Return these lines word for word, beginning at the start of the lines below and ending with the line that contains "349 141 400 277".

Collection entries:
○ ○ ○

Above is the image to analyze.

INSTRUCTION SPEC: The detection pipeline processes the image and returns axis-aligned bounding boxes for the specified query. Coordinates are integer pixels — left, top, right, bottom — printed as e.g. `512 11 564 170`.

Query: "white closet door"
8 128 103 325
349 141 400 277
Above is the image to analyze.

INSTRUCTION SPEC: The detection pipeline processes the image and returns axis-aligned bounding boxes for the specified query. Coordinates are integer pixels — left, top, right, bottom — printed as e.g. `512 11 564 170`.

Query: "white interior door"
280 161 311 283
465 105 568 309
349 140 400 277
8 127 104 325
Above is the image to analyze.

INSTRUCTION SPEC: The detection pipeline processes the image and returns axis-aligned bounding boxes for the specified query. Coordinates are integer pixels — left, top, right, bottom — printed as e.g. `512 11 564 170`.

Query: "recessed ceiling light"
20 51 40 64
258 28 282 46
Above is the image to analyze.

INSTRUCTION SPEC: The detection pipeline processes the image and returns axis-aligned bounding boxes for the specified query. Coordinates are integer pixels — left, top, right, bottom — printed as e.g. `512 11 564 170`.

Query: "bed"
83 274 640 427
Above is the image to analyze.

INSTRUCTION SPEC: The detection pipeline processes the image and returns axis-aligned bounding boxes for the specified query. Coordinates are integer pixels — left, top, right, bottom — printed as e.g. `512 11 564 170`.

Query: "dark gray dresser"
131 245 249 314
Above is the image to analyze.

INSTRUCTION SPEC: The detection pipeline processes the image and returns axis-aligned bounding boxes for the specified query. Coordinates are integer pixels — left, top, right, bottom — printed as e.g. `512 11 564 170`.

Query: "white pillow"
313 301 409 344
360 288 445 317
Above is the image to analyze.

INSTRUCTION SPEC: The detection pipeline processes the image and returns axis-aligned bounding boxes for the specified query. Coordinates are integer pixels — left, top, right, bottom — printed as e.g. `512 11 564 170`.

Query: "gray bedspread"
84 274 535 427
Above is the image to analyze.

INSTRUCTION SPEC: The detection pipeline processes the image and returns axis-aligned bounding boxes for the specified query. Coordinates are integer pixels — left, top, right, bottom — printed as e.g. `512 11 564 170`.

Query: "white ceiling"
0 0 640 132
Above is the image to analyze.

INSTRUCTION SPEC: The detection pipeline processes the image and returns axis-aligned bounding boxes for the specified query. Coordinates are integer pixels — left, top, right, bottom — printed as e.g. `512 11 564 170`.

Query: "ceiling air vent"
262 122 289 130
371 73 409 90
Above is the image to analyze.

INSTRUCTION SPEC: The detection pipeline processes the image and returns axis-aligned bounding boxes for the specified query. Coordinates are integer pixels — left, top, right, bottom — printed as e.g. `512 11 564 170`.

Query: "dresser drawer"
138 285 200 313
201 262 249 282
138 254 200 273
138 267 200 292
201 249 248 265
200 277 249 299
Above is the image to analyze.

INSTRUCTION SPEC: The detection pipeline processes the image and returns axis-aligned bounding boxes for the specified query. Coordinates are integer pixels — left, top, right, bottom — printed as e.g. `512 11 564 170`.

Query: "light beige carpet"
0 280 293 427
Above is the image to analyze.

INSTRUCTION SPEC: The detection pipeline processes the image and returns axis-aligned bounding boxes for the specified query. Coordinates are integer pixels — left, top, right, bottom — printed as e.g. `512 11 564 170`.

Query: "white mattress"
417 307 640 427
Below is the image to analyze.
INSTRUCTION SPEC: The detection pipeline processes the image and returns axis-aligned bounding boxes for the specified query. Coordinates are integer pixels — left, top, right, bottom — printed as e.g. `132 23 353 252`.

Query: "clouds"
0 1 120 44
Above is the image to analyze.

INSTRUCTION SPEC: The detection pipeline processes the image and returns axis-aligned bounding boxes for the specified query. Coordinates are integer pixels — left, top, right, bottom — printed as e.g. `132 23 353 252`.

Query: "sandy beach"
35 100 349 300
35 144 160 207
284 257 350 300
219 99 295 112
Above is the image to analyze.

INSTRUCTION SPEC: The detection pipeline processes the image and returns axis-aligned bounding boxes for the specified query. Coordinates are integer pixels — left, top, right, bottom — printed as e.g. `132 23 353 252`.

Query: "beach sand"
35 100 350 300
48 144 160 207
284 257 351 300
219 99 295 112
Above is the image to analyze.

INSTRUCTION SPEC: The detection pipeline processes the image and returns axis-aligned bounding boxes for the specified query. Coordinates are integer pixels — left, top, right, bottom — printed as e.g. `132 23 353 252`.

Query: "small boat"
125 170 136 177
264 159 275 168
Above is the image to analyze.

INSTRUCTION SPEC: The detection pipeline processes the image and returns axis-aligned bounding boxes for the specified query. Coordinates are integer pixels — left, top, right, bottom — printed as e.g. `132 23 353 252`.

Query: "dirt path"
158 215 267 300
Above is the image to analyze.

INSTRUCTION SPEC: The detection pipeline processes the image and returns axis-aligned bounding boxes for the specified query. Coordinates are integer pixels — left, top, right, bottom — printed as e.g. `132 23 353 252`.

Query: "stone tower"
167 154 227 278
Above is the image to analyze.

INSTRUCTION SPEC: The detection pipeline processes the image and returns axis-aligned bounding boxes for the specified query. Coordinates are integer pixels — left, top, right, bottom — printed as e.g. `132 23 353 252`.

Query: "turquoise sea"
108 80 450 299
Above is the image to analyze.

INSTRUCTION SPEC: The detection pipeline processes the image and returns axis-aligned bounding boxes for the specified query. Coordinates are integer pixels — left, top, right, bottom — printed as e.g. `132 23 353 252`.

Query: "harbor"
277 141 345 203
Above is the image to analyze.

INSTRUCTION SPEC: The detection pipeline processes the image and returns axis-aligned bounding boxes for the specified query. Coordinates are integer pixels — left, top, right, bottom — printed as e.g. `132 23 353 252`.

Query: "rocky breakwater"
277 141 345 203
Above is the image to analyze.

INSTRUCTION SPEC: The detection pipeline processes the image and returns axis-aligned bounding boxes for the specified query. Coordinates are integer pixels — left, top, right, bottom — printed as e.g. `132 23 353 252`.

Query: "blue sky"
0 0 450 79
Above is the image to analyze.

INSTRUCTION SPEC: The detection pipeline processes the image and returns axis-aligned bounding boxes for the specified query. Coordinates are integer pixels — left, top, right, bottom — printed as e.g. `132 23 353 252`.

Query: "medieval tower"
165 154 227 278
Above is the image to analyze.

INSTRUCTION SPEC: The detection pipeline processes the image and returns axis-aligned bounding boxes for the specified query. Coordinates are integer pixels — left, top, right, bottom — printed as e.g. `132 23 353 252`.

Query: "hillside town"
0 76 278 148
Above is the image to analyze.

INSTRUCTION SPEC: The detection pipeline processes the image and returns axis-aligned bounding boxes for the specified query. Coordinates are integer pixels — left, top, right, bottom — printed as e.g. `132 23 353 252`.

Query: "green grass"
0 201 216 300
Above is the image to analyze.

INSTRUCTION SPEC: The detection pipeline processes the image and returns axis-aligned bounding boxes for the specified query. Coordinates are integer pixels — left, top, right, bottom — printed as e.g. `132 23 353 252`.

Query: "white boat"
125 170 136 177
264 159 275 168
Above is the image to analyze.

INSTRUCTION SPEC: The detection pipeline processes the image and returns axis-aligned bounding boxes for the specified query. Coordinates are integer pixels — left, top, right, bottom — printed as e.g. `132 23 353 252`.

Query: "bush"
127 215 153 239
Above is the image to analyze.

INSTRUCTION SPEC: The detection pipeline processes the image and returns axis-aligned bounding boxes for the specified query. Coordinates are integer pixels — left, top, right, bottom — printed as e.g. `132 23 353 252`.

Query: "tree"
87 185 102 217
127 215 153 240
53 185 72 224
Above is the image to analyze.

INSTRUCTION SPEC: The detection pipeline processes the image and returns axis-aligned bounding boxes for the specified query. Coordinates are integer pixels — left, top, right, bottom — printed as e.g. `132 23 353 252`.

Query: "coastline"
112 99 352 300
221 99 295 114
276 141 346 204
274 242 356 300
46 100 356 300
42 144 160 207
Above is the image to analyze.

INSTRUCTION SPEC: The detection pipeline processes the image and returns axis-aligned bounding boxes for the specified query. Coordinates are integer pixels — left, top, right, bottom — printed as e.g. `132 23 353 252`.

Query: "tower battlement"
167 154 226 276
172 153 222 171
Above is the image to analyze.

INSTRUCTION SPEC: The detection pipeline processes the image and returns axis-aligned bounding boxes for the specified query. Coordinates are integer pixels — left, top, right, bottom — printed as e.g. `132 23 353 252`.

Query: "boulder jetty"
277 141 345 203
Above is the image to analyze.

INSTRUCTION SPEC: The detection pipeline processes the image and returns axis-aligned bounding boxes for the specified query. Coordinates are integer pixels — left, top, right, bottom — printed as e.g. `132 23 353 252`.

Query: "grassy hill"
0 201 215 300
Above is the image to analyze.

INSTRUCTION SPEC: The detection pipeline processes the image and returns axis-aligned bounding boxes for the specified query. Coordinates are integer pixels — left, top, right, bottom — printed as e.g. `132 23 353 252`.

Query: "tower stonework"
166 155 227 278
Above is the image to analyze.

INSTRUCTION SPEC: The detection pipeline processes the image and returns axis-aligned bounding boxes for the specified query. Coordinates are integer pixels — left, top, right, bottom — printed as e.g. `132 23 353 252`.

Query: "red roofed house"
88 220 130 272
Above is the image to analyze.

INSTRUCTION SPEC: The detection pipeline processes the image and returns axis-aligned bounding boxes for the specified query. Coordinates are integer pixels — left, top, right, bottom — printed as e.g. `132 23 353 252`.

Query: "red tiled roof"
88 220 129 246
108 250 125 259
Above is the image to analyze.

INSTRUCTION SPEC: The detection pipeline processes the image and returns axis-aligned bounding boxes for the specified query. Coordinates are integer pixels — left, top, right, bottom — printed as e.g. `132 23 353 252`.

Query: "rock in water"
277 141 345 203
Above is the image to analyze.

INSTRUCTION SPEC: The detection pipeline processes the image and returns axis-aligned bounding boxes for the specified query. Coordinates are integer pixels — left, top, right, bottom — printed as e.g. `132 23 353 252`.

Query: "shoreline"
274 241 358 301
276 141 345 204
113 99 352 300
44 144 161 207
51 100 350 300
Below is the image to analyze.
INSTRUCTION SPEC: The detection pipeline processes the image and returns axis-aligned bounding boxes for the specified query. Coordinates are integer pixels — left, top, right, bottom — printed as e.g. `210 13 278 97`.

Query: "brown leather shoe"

○ ○ ○

:: Solution below ::
Above is the image to analyze.

INSTRUCTION SPEC: The detection pipeline processes the image and returns axis-aligned bounding boxes for the specified query. Coordinates are integer pixels — left, top, right, bottom — printed as e.g. `512 11 564 170`.

Query: "white closet door"
8 128 103 325
349 141 400 277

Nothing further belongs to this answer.